Set problem >> Pull out every line of the listing below that contains the word "checkered", matching its case.

Supplied records >>
::::::::::

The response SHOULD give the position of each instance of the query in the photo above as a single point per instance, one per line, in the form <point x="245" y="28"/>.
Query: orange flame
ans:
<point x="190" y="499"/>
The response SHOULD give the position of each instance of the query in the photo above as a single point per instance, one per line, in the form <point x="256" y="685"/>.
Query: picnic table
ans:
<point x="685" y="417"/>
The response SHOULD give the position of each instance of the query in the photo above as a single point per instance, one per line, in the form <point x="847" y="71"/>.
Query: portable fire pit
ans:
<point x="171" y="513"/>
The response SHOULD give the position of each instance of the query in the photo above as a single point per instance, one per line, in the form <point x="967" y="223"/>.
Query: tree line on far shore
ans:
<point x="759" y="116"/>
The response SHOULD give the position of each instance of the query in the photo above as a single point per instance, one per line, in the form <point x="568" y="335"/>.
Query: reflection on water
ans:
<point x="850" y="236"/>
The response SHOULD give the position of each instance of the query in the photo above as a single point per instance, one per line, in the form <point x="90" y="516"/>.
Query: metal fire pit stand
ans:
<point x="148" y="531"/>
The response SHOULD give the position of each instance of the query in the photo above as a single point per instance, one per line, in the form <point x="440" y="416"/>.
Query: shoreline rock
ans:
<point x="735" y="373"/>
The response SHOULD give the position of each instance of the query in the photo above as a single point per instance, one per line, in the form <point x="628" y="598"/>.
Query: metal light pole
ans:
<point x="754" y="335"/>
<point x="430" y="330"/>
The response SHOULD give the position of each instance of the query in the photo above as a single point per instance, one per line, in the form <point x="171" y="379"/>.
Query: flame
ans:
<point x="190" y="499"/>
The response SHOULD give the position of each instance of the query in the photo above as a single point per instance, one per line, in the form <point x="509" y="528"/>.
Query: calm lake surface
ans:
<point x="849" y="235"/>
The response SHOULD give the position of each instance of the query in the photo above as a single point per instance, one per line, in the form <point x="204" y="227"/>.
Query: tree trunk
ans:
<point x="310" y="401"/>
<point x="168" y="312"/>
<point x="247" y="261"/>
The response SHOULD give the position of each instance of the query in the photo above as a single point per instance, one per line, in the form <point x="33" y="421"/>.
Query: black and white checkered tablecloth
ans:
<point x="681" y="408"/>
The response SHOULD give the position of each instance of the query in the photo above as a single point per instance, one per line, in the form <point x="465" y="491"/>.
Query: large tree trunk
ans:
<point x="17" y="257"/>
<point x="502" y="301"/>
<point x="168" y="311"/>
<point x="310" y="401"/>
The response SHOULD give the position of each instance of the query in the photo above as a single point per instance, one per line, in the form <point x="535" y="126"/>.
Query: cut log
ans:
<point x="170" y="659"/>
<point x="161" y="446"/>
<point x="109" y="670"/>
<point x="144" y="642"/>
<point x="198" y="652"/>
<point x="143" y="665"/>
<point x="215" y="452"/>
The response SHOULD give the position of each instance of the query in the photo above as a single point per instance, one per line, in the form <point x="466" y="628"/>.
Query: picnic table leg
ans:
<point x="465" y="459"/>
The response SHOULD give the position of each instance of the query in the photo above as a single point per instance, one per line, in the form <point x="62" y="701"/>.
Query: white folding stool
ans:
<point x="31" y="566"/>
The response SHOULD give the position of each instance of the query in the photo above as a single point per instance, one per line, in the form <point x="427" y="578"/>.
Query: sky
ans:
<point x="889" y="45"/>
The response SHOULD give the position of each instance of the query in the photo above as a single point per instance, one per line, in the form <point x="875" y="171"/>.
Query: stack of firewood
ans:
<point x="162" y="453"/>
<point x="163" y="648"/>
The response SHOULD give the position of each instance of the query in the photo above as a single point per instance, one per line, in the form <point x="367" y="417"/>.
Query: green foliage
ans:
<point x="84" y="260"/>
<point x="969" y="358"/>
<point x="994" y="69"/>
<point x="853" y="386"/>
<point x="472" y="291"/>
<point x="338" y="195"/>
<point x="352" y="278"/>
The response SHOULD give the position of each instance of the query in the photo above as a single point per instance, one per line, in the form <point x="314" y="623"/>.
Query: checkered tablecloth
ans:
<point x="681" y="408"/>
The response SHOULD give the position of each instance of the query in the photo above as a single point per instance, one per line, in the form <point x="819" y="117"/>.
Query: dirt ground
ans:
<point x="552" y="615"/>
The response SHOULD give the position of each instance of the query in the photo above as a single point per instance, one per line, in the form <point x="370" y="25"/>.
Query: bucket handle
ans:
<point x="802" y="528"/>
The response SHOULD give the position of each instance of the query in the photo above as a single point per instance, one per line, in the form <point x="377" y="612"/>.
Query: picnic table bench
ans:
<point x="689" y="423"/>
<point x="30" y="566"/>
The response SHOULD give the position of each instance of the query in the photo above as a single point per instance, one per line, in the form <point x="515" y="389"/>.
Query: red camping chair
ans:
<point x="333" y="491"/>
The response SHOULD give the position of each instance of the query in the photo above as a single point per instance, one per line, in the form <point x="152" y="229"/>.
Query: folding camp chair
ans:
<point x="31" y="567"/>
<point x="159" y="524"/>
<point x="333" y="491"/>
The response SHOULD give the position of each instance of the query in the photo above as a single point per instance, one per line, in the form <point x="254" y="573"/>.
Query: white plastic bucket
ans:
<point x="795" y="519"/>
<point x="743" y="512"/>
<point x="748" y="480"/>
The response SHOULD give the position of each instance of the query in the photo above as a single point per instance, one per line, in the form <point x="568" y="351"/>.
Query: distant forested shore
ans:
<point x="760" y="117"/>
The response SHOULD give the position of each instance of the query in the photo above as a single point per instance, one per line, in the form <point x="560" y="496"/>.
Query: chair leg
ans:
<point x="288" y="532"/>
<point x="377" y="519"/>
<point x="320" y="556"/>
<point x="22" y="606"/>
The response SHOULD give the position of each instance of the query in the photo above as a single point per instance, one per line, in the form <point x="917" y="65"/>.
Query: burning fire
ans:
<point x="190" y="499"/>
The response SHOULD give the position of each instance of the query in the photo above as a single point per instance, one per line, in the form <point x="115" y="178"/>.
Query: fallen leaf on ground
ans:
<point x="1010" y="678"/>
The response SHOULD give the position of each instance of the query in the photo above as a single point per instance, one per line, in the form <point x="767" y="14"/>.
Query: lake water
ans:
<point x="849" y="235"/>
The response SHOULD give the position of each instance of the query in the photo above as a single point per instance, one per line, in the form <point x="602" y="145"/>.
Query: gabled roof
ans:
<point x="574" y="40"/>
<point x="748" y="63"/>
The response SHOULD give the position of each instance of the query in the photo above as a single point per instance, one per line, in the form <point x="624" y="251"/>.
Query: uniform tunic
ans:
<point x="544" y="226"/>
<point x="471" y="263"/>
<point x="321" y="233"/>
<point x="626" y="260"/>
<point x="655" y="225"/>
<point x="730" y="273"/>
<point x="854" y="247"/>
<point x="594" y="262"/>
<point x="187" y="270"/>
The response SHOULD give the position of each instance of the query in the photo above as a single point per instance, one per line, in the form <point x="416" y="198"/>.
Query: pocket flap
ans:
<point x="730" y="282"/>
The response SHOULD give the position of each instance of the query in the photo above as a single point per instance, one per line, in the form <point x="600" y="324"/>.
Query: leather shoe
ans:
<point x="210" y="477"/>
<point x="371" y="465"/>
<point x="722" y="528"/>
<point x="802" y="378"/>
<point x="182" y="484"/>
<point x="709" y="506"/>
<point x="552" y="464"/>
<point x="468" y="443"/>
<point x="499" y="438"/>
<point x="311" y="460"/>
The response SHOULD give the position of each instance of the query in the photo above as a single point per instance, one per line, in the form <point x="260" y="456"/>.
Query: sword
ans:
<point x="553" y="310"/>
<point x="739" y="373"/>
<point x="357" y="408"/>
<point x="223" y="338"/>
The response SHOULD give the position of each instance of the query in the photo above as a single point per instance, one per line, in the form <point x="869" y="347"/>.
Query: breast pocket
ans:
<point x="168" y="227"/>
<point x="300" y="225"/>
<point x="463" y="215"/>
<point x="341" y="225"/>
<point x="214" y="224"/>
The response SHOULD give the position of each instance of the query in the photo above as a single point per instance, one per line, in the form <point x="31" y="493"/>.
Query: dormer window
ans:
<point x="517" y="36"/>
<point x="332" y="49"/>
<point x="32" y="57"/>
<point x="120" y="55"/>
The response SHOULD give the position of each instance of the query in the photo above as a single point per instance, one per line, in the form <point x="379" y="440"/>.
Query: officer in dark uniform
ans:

::::::::::

Written reply >>
Query: black and white checkered tablecloth
Query: checkered tablecloth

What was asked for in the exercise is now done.